Problems:
1. In one to three sentences, explain why, according to the patch description quoted in the reply about speeding up per-package-rsync, that stage is slow.
2. Extend the reply about speeding up per-package-rsync, picking up after its final sentence.

Document:
From: "Yann E. MORIN" <yann.morin.1998@free.fr>
To: Brandon Maier <brandon.maier@collins.com>
Cc: Herve Codina <herve.codina@bootlin.com>,
Thomas Petazzoni <thomas.petazzoni@bootlin.com>,
buildroot@buildroot.org
Subject: Re: [Buildroot] [PATCH 1/1] ppd-merge: speed up per-package-rsync
Date: Tue, 28 Nov 2023 22:07:17 +0100 [thread overview]
Message-ID: <20231128210717.GA107928@scaer> (raw)
In-Reply-To: <20231127224139.35969-1-brandon.maier@collins.com>
Brandon, All,
+Thomas for the intial work on this topic
On 2023-11-27 22:41 +0000, Brandon Maier spake thusly:
> The per-package-rsync stage can add a significant amount of time to
> builds. They can also be annoying as the slowest rsyncs, the final
> target-finalize and host-finalize stages, run on `make all` which we use
> frequently during development.
>
> The per-package-rsync is slow because it launches a new rsync for each
> source tree, and each rsync must rescan the destination directory and
> potentially overwrite files multiple times. So instead we manually walk
> the source trees to find only the files that should be written to the
> destination, then feed that to a single instance of rsync.
Sorry, I haven't looked into the script in details, but why can't we
just do something like:
rsync -a \
--hard-links \
$(if $(filter hardlink,$(4)), \
--link-dest=$(PER_PACKAGE_DIR)/$(pkg)/$(2)/, \
$(if $(filter copy,$(4)), \
$(empty), \
$(error per-package-rsync can only "copy" or "hardlink", not "$(4)") \
) \
) \
$(patsubst %, $(PER_PACKAGE_DIR)/%/$(2)/, $(1)) \
$(3)
rsync can take multiple sources, and is usually pretty fast, so I would
very much prefer that we do not invent our own tooling if a single rsync
can do the job.
Also, the copy situation is now only ever needed when we aggregate the
final target and host directories, while the hard-linking case is used
when assembling each per-package; so there is no point in benchmarking
the copy mode for the per-package preparation, or the hard-linking for
the final target and host assembling.

Data block:
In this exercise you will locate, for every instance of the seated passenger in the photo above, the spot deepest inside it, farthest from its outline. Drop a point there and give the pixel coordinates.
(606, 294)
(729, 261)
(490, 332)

Responses in order:
1. The stage starts a separate rsync for each source tree. Each of those rsync runs has to rescan the destination directory and may overwrite files several times.

2.
Hervé, Thomas, do you remember if we ever addressed using a single rsync
rather than multiple ones in your previous work on the topic, and if so,
why we did not use that?
Regards,
Yann E. MORIN.
> create mode 100755 support/scripts/ppd-merge.sh
>
> diff --git a/package/pkg-utils.mk b/package/pkg-utils.mk
> index 059e86ae0a..3968cabebd 100644
> --- a/package/pkg-utils.mk
> +++ b/package/pkg-utils.mk
> @@ -216,19 +216,9 @@ ifeq ($(BR2_PER_PACKAGE_DIRECTORIES),y)
> # $3: destination directory
> # $4: literal "copy" or "hardlink" to copy or hardlink files from src to dest
> define per-package-rsync
> - mkdir -p $(3)
> - $(foreach pkg,$(1),\
> - rsync -a \
> - --hard-links \
> - $(if $(filter hardlink,$(4)), \
> - --link-dest=$(PER_PACKAGE_DIR)/$(pkg)/$(2)/, \
> - $(if $(filter copy,$(4)), \
> - $(empty), \
> - $(error per-package-rsync can only "copy" or "hardlink", not "$(4)") \
> - ) \
> - ) \
> - $(PER_PACKAGE_DIR)/$(pkg)/$(2)/ \
> - $(3)$(sep))
> + PER_PACKAGE_DIR=$(PER_PACKAGE_DIR) \
> + $(TOPDIR)/support/scripts/ppd-merge.sh \
> + $(2) $(3) $(4) $(1)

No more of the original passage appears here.